• [Exercise goal]:
Would you give the entries below again, precisely as they are written?

• [Available data]:
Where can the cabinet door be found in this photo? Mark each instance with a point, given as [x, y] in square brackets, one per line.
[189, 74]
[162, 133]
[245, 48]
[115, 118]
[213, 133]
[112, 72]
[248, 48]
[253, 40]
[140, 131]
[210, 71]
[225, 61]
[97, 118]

• [Answer space]:
Where can the cabinet door be found in this photo? Mark each instance with a point, given as [x, y] in square brackets, one per line.
[189, 74]
[162, 133]
[245, 48]
[115, 118]
[213, 133]
[112, 72]
[248, 48]
[253, 40]
[140, 131]
[210, 71]
[225, 61]
[97, 118]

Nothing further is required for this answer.